▶ _What needs to be done_
From the data below, retype exactly the lines starting with the one that contains "Target: distant snowy peak" and ending with the one that contains "out the billowing", both included.

▶ _Stored data_
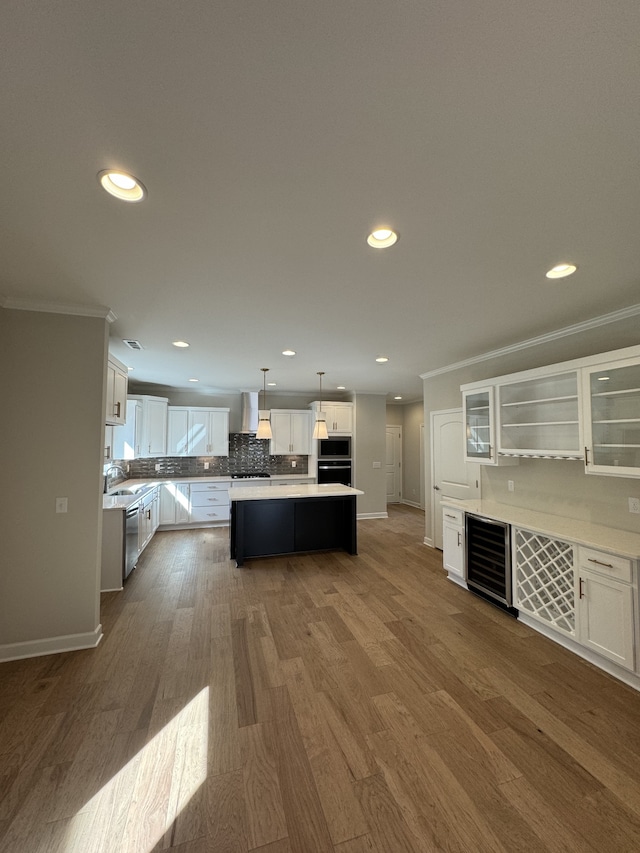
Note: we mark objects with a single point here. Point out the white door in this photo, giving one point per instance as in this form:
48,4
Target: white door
394,464
451,476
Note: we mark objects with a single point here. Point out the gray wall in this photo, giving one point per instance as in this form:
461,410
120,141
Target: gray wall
53,374
410,417
370,444
553,486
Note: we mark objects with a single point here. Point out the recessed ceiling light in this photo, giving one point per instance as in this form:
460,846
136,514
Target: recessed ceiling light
382,238
561,270
122,185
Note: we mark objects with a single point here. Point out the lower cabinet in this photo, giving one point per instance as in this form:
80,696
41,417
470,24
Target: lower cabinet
605,606
194,503
453,543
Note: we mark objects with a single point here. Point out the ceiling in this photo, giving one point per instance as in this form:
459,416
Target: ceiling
497,138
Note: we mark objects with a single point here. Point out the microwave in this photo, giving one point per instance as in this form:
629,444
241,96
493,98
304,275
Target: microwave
336,447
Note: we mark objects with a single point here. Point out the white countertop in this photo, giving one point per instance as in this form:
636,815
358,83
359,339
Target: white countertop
121,502
309,490
623,542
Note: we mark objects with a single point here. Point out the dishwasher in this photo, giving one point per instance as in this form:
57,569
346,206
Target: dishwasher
131,540
488,560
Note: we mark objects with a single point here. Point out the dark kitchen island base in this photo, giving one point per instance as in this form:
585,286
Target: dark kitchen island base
290,525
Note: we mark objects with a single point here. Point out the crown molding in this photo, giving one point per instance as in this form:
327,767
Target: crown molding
17,303
594,323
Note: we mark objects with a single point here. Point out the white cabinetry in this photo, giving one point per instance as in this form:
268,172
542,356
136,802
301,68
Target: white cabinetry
198,431
612,418
606,605
117,380
152,416
291,430
127,439
453,543
540,417
339,417
209,503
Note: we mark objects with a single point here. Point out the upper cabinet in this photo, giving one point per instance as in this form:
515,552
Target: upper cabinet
612,418
587,409
197,431
291,429
540,417
339,417
117,380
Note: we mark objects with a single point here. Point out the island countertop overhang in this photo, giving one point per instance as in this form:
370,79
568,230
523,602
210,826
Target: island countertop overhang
308,490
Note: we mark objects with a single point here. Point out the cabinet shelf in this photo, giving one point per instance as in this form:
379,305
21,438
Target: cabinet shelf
540,423
540,400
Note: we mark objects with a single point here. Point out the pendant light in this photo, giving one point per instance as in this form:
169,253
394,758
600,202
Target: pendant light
320,428
264,416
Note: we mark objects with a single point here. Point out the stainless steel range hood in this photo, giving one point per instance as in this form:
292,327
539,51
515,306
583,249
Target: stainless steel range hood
249,412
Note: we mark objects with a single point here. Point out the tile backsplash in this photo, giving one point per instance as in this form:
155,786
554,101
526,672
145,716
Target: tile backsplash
246,454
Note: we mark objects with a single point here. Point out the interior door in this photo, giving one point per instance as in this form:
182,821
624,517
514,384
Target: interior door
393,464
451,476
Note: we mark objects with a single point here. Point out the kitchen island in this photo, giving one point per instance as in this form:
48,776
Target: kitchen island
271,520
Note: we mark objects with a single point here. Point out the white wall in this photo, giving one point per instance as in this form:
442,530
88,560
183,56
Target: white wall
553,486
53,373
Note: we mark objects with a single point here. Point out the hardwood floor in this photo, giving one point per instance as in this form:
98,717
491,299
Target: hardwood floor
316,703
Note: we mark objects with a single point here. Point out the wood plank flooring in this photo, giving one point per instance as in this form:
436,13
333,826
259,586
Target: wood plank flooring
322,703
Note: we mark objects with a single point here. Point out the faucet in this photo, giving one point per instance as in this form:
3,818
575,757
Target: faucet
118,469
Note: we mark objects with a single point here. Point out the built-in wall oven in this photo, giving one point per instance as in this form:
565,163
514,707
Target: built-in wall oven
335,447
488,560
334,471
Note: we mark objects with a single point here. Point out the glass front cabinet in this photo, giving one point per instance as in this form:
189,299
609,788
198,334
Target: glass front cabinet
479,421
612,418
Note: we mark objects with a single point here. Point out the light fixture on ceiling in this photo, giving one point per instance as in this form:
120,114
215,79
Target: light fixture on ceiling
320,428
122,185
382,238
561,271
264,416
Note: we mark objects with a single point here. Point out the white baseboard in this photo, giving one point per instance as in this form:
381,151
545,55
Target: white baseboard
410,503
50,645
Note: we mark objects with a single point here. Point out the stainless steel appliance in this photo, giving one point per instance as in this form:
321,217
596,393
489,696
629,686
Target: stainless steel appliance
334,471
488,560
335,447
131,542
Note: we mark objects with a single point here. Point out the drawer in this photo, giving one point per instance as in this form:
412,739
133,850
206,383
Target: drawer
606,564
452,516
218,498
209,487
209,513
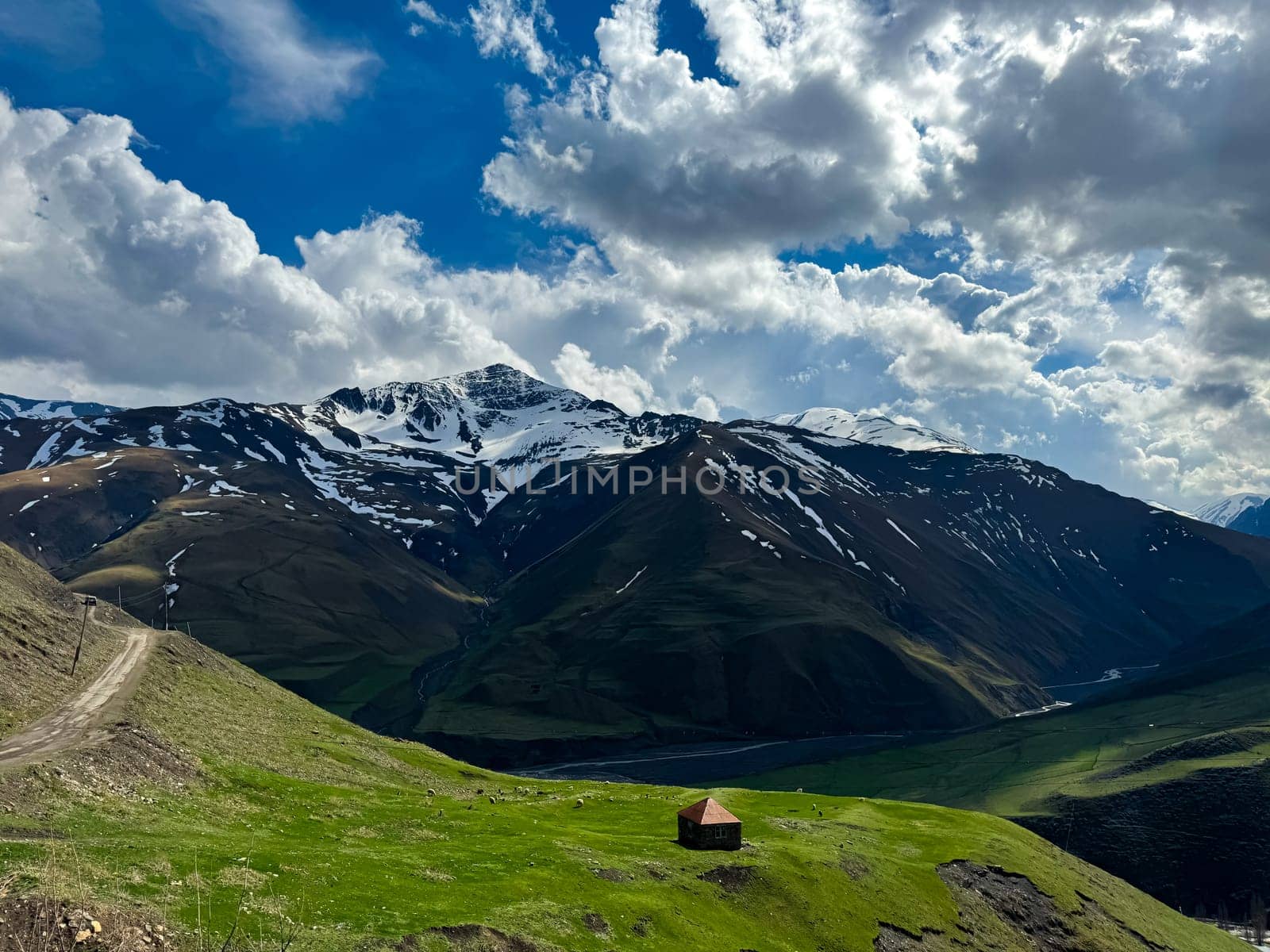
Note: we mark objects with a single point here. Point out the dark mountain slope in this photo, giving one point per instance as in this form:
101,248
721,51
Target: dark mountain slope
910,590
336,547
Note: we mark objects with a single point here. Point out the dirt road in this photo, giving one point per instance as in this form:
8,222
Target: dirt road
83,719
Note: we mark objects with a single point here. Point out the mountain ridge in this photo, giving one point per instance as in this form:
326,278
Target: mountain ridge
899,588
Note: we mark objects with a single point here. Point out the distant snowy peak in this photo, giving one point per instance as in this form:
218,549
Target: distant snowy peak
13,406
870,428
1166,508
1223,512
495,416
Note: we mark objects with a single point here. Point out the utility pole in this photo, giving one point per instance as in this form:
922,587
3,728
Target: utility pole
80,647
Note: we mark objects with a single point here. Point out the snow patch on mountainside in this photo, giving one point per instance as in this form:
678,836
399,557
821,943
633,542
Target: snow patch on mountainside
872,428
1223,512
12,406
497,416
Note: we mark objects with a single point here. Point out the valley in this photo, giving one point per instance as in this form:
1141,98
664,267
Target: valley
220,804
876,634
333,546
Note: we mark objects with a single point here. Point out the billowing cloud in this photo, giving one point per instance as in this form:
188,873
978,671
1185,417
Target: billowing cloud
511,29
1090,175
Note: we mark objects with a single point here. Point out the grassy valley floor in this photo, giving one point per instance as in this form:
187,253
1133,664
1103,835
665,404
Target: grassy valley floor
221,781
1166,785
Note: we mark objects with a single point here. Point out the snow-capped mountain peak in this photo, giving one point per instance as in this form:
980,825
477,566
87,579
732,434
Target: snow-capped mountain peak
497,416
13,406
870,428
1223,512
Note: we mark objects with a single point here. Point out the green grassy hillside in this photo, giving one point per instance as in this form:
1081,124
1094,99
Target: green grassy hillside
40,628
221,785
1165,784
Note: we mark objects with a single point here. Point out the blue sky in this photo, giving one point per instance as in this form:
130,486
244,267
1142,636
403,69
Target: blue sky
1033,225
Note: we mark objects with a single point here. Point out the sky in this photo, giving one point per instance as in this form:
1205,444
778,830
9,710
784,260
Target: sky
1041,226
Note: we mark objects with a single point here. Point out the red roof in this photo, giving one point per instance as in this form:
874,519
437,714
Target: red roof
708,812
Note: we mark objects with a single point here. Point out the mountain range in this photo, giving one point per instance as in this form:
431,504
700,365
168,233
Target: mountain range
419,558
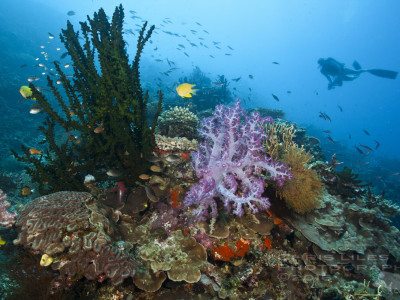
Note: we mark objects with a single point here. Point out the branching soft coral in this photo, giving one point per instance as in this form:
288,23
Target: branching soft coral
304,191
229,162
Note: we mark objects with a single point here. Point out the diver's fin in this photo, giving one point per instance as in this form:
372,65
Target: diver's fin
356,65
383,73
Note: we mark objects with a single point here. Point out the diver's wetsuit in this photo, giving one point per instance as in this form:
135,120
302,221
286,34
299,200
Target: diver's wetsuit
336,73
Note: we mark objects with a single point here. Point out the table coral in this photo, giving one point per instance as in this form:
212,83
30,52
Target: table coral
70,227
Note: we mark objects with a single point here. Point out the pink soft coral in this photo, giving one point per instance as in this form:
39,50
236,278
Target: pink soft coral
229,162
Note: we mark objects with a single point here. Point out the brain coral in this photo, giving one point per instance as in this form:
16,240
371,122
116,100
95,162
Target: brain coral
72,229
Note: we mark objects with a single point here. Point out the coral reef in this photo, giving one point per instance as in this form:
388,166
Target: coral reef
72,229
209,94
229,162
103,115
304,191
178,122
181,256
175,144
7,218
349,232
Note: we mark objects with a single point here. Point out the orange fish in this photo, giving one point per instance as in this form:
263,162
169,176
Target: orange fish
267,243
35,151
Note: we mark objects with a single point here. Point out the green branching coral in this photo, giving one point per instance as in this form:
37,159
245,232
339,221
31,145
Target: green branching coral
103,105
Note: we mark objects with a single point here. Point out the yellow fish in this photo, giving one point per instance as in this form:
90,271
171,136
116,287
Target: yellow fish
46,260
185,90
25,91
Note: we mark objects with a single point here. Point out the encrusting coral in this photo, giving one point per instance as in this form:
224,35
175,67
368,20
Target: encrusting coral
70,228
103,114
178,122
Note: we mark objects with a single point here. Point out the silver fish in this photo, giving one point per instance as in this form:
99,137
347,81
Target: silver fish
172,158
33,78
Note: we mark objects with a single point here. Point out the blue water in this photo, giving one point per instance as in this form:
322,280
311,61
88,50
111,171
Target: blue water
293,33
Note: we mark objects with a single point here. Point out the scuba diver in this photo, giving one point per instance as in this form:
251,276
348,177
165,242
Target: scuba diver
336,72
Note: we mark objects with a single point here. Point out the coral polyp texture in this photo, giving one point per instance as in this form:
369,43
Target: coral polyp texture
6,218
71,229
229,163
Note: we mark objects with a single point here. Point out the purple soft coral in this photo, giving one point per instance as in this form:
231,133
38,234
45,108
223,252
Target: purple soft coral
228,163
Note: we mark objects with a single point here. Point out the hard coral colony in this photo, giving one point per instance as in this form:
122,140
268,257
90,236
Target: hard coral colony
229,162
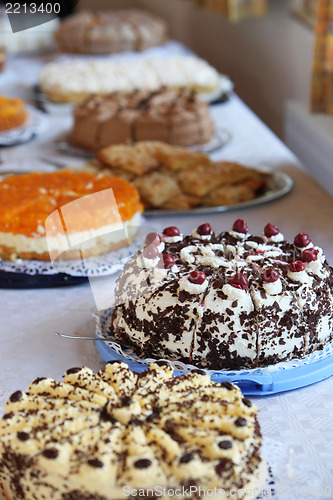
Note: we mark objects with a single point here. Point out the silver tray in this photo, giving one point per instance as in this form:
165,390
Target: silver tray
221,138
280,185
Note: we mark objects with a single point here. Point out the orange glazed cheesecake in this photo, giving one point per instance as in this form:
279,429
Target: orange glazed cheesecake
66,215
12,113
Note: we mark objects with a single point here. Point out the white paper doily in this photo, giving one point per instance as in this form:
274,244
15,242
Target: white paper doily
102,265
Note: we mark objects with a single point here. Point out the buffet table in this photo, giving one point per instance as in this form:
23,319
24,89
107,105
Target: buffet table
296,425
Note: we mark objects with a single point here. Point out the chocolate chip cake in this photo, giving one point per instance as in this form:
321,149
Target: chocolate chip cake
116,433
227,300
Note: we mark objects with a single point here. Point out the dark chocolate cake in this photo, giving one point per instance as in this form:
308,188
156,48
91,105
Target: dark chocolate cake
226,300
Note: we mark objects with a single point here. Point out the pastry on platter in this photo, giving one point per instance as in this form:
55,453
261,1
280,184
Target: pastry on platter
174,116
172,177
107,435
225,300
74,81
110,32
93,214
13,113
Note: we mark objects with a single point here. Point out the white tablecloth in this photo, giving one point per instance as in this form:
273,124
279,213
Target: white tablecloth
297,426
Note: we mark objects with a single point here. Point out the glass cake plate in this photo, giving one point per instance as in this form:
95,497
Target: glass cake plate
273,379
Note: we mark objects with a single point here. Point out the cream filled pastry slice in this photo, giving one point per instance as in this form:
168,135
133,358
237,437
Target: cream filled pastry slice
96,436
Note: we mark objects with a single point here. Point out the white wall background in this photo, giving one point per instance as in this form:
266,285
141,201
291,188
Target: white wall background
269,59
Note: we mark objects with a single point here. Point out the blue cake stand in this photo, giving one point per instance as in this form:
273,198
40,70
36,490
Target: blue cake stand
265,381
260,382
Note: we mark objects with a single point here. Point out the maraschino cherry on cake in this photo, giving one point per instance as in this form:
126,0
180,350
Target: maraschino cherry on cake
226,300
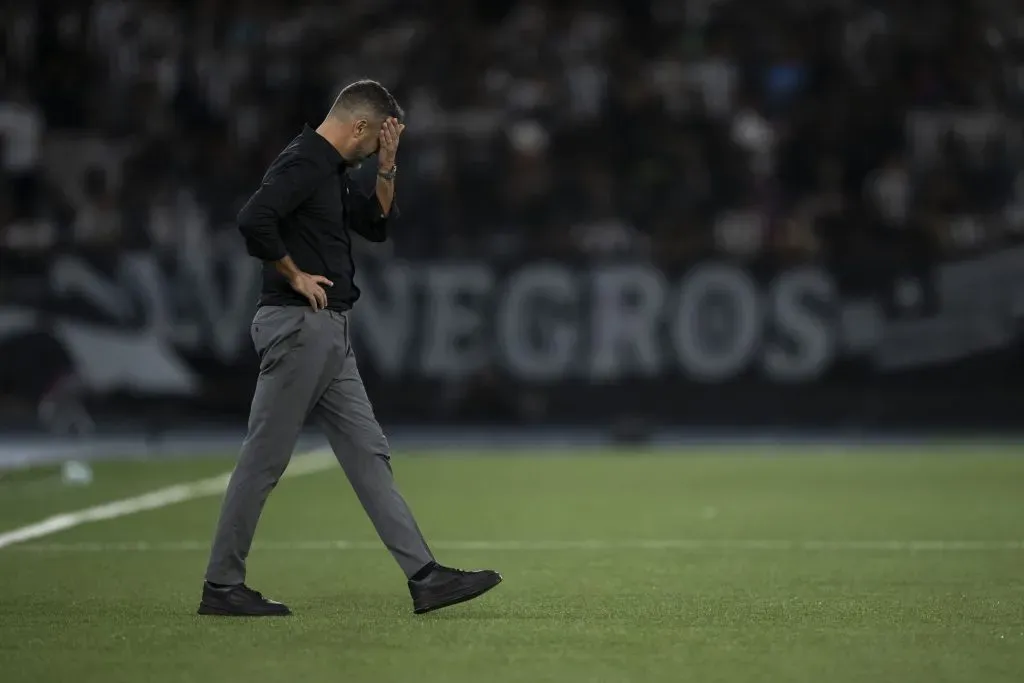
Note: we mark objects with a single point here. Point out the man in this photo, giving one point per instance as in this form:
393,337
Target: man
299,223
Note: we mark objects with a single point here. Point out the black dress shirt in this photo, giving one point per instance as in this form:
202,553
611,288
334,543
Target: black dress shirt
305,208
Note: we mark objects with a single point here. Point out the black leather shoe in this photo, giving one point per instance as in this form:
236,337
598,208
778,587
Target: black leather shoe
444,587
239,601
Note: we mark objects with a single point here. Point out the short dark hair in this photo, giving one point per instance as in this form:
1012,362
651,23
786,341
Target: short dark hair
367,96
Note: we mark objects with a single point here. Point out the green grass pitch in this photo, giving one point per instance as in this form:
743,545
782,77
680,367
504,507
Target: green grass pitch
791,564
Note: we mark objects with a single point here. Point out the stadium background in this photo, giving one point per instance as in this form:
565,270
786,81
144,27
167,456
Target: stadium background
698,214
702,324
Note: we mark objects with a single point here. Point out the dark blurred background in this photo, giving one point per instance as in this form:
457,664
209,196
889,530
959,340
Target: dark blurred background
732,214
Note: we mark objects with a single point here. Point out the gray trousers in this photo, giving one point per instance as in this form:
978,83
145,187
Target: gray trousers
307,369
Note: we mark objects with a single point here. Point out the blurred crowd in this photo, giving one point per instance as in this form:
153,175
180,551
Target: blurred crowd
844,130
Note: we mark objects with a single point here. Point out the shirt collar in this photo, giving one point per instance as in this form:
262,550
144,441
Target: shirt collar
323,148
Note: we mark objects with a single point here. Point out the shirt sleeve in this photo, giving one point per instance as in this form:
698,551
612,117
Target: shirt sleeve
285,186
365,215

▶ _Solution for this exercise_
Target: distant snowy peak
13,406
870,428
1166,508
1223,512
495,416
Note: we mark objects with a single point here. Point out the utility pole in this photo, giving one point per instance as in this form:
922,587
3,728
Target: utility pole
80,647
Note: we mark objects with a single point here. Point out the snow patch on mountainside in this photo, giving one point per instance as in this form:
678,836
399,557
821,943
633,542
Target: snow patch on mountainside
872,428
1223,512
12,406
497,416
Note: we mark objects with a single point here. Point out the valley in this photo, giving one point per instance as in this form:
1141,98
664,267
Target: valley
220,804
876,634
333,546
Note: we mark objects with a single point here. Point out the billowing cloud in this photo, giving one point per instance as in this form:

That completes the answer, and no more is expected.